EXERCISE >>
Answer these questions from the article on summer churches below, one answer per line:
1. By what time is St. Peter's-on-the-Rock packed with worshippers?
2. What is the name of the church the diocese of Calgary maintains at Waterton National Park?
3. In what year did the last local member of Christ Church at Kildare Capes pass away?

PASSAGE PROVIDED >>
It is 10:15 a.m. and the entrance to the channels of Hell's Gate and Devil's Elbow at Stony Lake is crowded with canoes full of people paddling their way to a small, white wooden church called St. Peter's-on-the-Rock.

THEY ARE WARMLY greeted with handshakes at the church entrance by warden Alan Wotherspoon, assistant warden Barbara Rimmer, and Rev. Kim Beard, incumbent at Christ Church in Brampton, Ont, and priest-in-charge for August.

By 10:30 a.m. the cosy church, whose window shutters provide a stunning view of the lake, is packed with worshippers. Many are in shorts and casual cottage clothes, some barefoot and sun-tanned, including about 30 tots mostly still wearing life vests.

The opening hymn is an ode to the beauty of God's creation and the "magic spell" of Stony Lake, "where silence is endless" and "moonlight shines like silver."

The gospel is alive and well in summer at Stony Lake, one of the Kawartha Lakes north and east of Peterborough, in east central Ontario. From early July when cottagers begin flocking for the yearly ritual of canoeing, swimming, fishing and barbeque, the church doors of St. Peter's open wide, closing only when the chill sets in and the last revelers are gone by Labour Day in early September. (Brave souls also come and adorn the pinewood church with flowers, corn and fall leaves for Thanksgiving when--according to Mr. Wotherspoon--the weather "can either be horrible or spectacular.")

The hazy, lazy days of summer provide no excuse for people to forget about church. The annual ritual of opening the doors of summer churches from June to September is replicated across Canada where the church has followed its wandering flock--on the beach, by the lake, nature parks and trails.

The choices for summer worship are as endless as a cottage country horizon. In the former diocese of Cariboo St. Saviour's church is at a national historic park in Barkerville, B.C. At St. Joseph's Island on the north shore of Georgian Bay near Sank Ste. Marie, Ont., Canadian Anglicans worship alongside American Episcopalians and other denominations at the Chapel of the Intercession at Llewellyn Beach, a white clapboard church built in the 19th century. The diocese of Calgary maintains the oldest church at Waterton National Park called All Saints, which is frequented by many Americans who live near the United States border. In the diocese of Huron, in southern Ontario, cottagers at Turkey Point welcome student interns--most of them from the Huron School of Divinity--as summer pastors for St. Andrew's-by-the-Lake. At Kildare Capes, Prince Edward Island, it's the "summer people" who have kept Christ Church alive. A profile of the church written by warden Art Travers notes: "The last local member passed away in 1995. But there is a vibrant group of summer residents of various denominations from as far away as North Carolina, Connecticut, Nova Scotia and New Brunswick that support this church and parish."

Summer worship ministry plays a vital role in the work and life of the church.

"One of the realities is that people stop going to church from Victoria Day to Labour Day. So, it's important,' said Jane Fletcher, student intern at St. Andrew's-by-the-Lake.

Summer worship is "an important touchstone for ministry and faith," said Mr. Beard. "It's an opportunity for children with no Christian education at home to come to church."

INFORMATION SUPPLIED >>
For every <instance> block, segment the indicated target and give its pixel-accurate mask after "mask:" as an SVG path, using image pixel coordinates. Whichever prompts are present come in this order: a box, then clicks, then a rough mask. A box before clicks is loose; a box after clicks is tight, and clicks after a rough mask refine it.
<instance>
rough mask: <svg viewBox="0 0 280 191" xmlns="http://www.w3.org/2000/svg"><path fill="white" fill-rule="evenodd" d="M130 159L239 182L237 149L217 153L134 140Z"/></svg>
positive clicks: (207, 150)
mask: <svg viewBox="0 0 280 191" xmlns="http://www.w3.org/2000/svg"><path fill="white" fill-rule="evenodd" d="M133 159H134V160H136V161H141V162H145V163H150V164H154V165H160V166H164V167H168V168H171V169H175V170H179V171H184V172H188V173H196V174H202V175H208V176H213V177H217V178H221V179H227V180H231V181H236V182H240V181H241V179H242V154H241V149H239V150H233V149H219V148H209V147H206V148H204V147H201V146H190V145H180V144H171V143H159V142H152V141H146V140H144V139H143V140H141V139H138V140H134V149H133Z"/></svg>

WRITTEN ANSWER >>
1. 10:30 a.m.
2. All Saints
3. 1995